- [WHAT IS EXPECTED]: For every entry below, give an exact repeat and leave out the pictures.

- [DATA SHOWN]:

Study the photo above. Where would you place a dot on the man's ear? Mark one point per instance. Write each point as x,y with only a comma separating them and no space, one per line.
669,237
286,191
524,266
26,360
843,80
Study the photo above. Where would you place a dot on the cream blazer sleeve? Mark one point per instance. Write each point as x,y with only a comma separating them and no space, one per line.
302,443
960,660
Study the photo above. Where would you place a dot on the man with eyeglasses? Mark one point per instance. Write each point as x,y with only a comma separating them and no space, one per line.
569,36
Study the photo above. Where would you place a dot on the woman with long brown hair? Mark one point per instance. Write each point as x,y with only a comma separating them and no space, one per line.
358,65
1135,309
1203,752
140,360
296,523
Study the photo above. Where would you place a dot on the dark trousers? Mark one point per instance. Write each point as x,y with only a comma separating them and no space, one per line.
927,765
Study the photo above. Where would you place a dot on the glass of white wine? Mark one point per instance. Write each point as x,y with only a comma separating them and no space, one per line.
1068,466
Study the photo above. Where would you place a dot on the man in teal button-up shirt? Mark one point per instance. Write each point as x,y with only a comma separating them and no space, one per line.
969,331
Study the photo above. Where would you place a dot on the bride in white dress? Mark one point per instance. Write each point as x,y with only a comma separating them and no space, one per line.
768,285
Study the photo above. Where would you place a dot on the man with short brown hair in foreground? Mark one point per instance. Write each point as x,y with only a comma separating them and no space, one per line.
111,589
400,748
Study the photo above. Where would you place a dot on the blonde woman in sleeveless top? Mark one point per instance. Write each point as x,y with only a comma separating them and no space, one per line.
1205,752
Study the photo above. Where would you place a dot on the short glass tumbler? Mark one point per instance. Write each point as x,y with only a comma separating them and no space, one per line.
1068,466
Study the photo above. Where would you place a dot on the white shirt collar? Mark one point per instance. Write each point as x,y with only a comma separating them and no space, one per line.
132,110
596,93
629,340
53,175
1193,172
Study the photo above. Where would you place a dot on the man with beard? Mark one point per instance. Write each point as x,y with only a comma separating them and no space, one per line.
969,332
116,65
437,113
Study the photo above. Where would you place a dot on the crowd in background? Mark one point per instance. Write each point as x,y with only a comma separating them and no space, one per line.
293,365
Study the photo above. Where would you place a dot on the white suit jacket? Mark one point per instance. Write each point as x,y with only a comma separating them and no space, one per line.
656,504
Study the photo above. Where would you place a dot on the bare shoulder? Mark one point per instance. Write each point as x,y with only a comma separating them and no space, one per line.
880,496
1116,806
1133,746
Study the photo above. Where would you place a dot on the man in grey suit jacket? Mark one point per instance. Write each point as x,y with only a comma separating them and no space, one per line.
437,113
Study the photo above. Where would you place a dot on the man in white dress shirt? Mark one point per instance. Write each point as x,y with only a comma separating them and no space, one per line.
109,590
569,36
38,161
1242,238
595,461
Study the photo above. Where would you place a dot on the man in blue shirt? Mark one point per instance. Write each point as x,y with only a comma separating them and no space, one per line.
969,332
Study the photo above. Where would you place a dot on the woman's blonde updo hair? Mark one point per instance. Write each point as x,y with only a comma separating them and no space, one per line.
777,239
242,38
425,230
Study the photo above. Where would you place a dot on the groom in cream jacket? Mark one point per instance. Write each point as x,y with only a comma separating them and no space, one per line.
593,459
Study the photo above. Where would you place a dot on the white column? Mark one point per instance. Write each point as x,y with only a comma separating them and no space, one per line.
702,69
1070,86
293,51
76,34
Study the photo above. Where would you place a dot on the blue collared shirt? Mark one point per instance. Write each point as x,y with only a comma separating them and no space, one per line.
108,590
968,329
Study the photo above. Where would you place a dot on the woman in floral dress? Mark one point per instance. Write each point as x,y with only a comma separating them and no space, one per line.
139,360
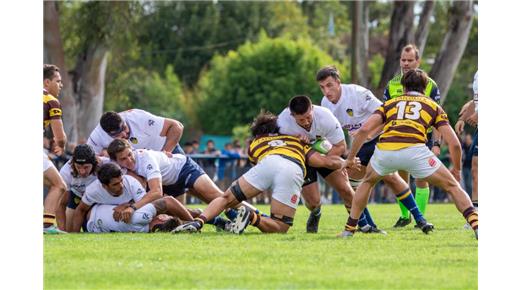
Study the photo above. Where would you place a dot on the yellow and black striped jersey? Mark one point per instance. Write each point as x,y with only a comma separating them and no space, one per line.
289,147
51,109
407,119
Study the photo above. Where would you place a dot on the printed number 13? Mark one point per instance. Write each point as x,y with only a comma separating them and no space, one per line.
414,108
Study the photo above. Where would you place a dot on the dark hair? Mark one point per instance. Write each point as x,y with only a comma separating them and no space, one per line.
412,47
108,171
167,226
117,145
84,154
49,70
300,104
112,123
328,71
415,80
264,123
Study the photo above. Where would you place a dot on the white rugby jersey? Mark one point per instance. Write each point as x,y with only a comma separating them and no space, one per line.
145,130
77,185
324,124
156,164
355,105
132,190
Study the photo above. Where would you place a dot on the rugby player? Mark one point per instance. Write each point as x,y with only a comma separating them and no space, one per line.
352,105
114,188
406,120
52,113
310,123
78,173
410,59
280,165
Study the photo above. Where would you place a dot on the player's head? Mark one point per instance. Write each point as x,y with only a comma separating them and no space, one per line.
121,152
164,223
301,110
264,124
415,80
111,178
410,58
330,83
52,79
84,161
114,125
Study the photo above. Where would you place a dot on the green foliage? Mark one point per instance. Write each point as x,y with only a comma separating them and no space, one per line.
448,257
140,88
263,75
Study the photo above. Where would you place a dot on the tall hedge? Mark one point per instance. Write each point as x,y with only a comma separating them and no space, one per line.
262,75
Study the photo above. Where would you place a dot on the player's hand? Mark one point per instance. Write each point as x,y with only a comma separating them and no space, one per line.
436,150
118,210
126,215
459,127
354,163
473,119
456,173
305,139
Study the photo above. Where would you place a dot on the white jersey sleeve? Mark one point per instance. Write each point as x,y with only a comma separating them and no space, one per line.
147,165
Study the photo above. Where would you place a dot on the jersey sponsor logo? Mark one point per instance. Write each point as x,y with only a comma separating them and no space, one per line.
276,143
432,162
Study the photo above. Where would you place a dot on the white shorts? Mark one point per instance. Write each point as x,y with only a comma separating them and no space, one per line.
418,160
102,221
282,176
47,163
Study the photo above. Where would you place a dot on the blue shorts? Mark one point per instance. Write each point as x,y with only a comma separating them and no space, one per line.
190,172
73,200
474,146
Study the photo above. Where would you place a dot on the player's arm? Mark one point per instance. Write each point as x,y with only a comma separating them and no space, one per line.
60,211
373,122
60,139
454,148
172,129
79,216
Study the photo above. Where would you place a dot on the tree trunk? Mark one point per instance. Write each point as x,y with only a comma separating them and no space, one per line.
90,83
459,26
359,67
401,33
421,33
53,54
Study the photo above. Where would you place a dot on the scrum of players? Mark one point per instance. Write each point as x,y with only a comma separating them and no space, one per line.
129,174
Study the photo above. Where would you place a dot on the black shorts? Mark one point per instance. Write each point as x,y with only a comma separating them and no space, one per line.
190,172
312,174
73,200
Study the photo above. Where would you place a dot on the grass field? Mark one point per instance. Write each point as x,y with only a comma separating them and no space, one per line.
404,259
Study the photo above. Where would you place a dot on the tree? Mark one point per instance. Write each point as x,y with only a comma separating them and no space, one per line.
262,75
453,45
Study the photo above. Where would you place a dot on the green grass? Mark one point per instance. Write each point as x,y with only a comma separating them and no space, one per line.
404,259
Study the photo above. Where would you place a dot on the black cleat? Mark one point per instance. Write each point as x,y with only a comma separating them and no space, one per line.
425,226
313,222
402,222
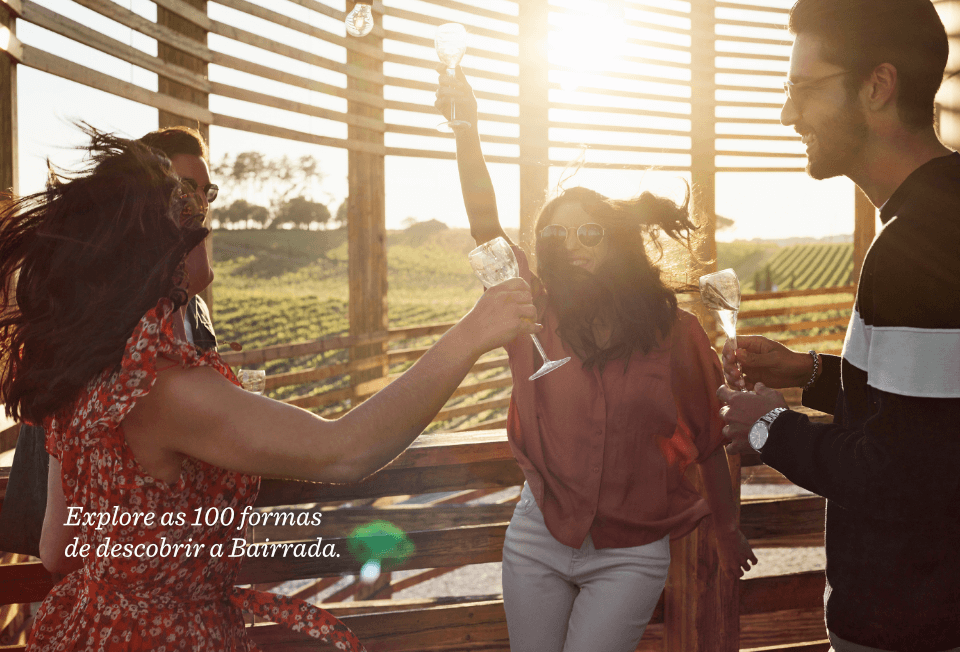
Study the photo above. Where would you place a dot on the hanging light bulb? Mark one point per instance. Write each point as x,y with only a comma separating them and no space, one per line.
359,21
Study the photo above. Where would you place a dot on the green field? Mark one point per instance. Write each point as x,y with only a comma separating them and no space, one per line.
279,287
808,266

- [ANSWER SPACE]:
Study the photo above. Where would you place a dot on the man's ear? Mark one point per instance. Write each point as x,y with only a comma separating them and no space, one per line.
669,237
286,191
524,266
26,360
843,80
Study the photo above. Where would you place a dot on the cream blazer sleeve? Mark one point per instance. Write each point as x,y with only a comma separating them and no space, one per line.
302,443
960,660
Study the photo above. Where would you place a dot on the man with eyeglasses? Mark one point per instance. Write each point as x,y with only a comma separating them and no space, one per line.
569,36
Study the photo above. Where would you place a dot on the woman with long brown hair? Mark one point per instance. Write each point as x,y with only a comma separating them and no space, one per line.
358,65
1135,309
1203,752
140,360
296,523
Study the photo above. Where would you place a dot on the dark trousers? Mark one point per instance. Write each point as x,y with only a comma separating them and no space, one per line.
927,765
Study the photo above. Where would you place a dot on the glass of white wine? Mark one point per instance. Write each point as x,y with only a comma separating them and no space, one per line.
1068,466
Study the photo above. Where would you place a dot on the man in teal button-up shirt? Mark one point per instance. Write each point as x,y with only a comma separating them and no space, one per line.
969,331
Study the photo above. Where would you place a dot on the bride in white dress? Mark one point per instance. Write each point as x,y with only a comma separating them and no space, one per line.
768,285
Study the photo above. Where would you place a dot on the man with short brown hair in foreground? Mark one point per instance. Write each point as x,y with only a comma separating them and no space, one per line.
111,589
400,748
Study the photo above. Where would you place a dot on the blonde woman in sleeveless top? Mark one point per instance. Write each point as x,y with only a comma separating them and no space, one per line.
1205,752
Study the photo above. Where would you place a dot on the short glass tumbler? Mark one point per instance. Write each point as x,y with only a comma separating them and no space, one per line.
1068,466
Study the photo above. Where would you place a dot on the white shirt collar? Mark one point per instance. Write each point as x,y with only a comma separating them and no space, one per line.
132,110
596,93
629,340
53,175
1193,172
Study the photo above. Where would you place a dot on the man with beard? Mark one point per instance. Write each point as x,y with only a comma separating them and no space, one per line.
969,332
116,65
437,113
Study the photo above. Where would you place a dot on the crowd in background? Mark one point per instance. Write each point as x,y with only a comma separating them and no space, one per line.
293,365
Study the photo above. Where would you place a dot on the white suit jacket? Mark one point per instance. Write each point as x,y with only a comma separating them and no space, one per line.
656,504
Study the photo above. Where would you place a dot on the bare shoulder? Mark one point per instance. Write each point as x,y with only a comma separating them and no space, one per line.
880,496
1116,806
1133,746
Study the photo above. Where would you place a dot on the man in grey suit jacket? Mark one point per instance. Write each point as x,y with only a comma separating them and no space, one per line.
437,113
Study the photo above. Where would you place a dot on the man in white dress shirt? Mark one point per instance. Write each point as x,y with only a comma separating them and no space, one per line.
109,590
569,36
38,161
1242,238
595,461
Study the photo above. Where would you place a dot on the man in blue shirt? Mark one point per instance. Write each point as x,y with only a comma separating them and no space, one per line.
969,332
Study the photo above. Where would you place a dot on the woman's blonde updo hair? Mark one point per instance. Write each point as x,y with only a comma separating them and no space, one per line.
777,239
242,38
425,230
Study the photo above. Where would you place a dot on the groom in cream jacket? Mark one point per instance. Write each point as x,y with only a comma separating them and no space, one per line.
593,459
Study the photo above. Where would you place a dot on the white column? Mark one point per instance. Write each point as x,y with only a comma separating them and no space, one per line.
702,69
1070,86
293,51
76,34
Study the photo above. Where would you place a dot on the blue collared shirt? Mark one point per instance. Write each point as x,y with only a comma separating them and no space, one per line.
108,590
968,329
Study the photo above. Where would you place a dot on the woman in floral dress? Mark one point per instance. Write each point as x,y with only a comma separating them and no space, one per line.
139,360
Study the photo above. Where would you place a dot on the yellow and black striped jersey? Mark one point per instance. Write each point as x,y with only a comma separating them and no space, one per line.
289,147
51,109
407,119
Study the photo above. Where would you place a dot on the printed number 13? Mark one point per instance. Write each point as x,y with only a comma separating them and no space, one per line.
414,108
Study the photo above. Where would you place a dot on the dark hair? Mark one point per instance. Write each point as x,y with only a comma separating them and no space, one per line.
412,47
108,171
167,226
117,145
84,154
49,70
300,104
112,123
328,71
415,80
264,123
Study the photo above. Where would you place a dot on the white rugby jersey? Mark one point per instance. Write each point as x,y with only a comma separating them and no space, one per line.
145,130
77,185
324,124
156,164
355,105
132,190
Study the photo above. Where would you place a dot on the rugby player? Mark one point per instance. Write each point as x,y with only a comma separating them and no space, one per line.
352,105
114,188
406,120
52,113
310,123
78,173
410,59
280,165
Study the photo above. Where would you place a dot on the player's head? Mark one point per instance. Write each point as x,y with only a comma separating them and no space, one per line.
121,152
164,223
301,110
264,124
415,80
111,178
410,58
330,83
52,79
84,161
114,125
Study the photo above. Where would you place a dot on the green foliage? Mark one point per instance. Write each point as x,y with only a comma separating them and no space, one per line.
448,257
140,88
263,75
Study the photo above. Where would you place a dot on the tall hedge? Mark one point per instance. Write each point as x,y with only a comma separating them and no space, one per line.
262,75
Study the photo above. Where would you place a dot on the player's hand? Mark one point per instance. Write each point as x,y with only a comma separating them and no space, one per line.
436,150
118,210
126,215
459,127
354,163
473,119
456,173
305,139
Study the photo above. Where would you place a dot on the white jersey sleeve? Mark one point per instance. Write each point as x,y with only a comma separating them and no space, one per line.
147,165
Study the photo above. Where would you place a dot on the jersey sponsor logo? Mark one point per instance. Write each point as x,y with only a comma separating them and no space, one per line.
276,143
432,162
Study the photo above. Where would you place a dot on the white shorts? Mark one point per instance. Write each point as x,y with only a comma separating them and no space, one per line.
418,160
102,221
282,176
47,163
Study the photo above. Where would you place a dot on the blue shorts? Mark one point per instance. Write each point as x,y with only a comma separating them and no space, one per line.
190,172
73,200
474,146
Study the photo above. Where would you place a dot on the player's arm? Mark one point per instance. Write each point as x,y with only a comma separating them and no space, one per line.
60,211
373,122
60,139
454,148
172,129
79,216
Study the photo above. Where would you place a dot on the tree trunk? Mark one point per instance. Write each point as x,y with only a comma separating them and no space, one per line.
90,83
459,26
359,67
401,33
421,33
53,54
Study the photo above. Where would you place a dot on the scrum of players? Mark one point per instance. Write each point as x,y with only a comma separating them and no space, one per line.
129,174
Study the photo above. Where would you place a dot on the black shorts? Mark one point per instance. Write each point as x,y with only a comma separating them and no space, one per line.
190,172
312,174
73,200
Study the photo above. Where would you place a dot on the grass field? Mark one point per instance. Write each point as x,y with only a comma separating them and no space, one per line.
404,259
Study the photo above. Where would you place a dot on the tree? Mark one point per instance. Write each point as x,y with only a comma separating them and no space, one per line.
262,75
453,45
Study the photo above. Where would you place a dot on the green grass? Mark one point per instance. Write each point as x,y with only a comma separating them and no space, one per line.
404,259
Study the photo above. Where would you place a dot on the black cleat? Mark one point per instance. Write each point as x,y with only a comma separating them and no space, one per line.
425,226
313,222
402,222
Study the photo above. Where would you place a dot on the hanging light bulb? Mark one point per instance. Write each point as x,y with only a comma separating them and no space, one per line.
359,21
Study the photo above. Where would you place a dot on the green field? Mark one point per instance. Write each point as x,y with only a comma separating them and no space, one per line.
279,287
808,266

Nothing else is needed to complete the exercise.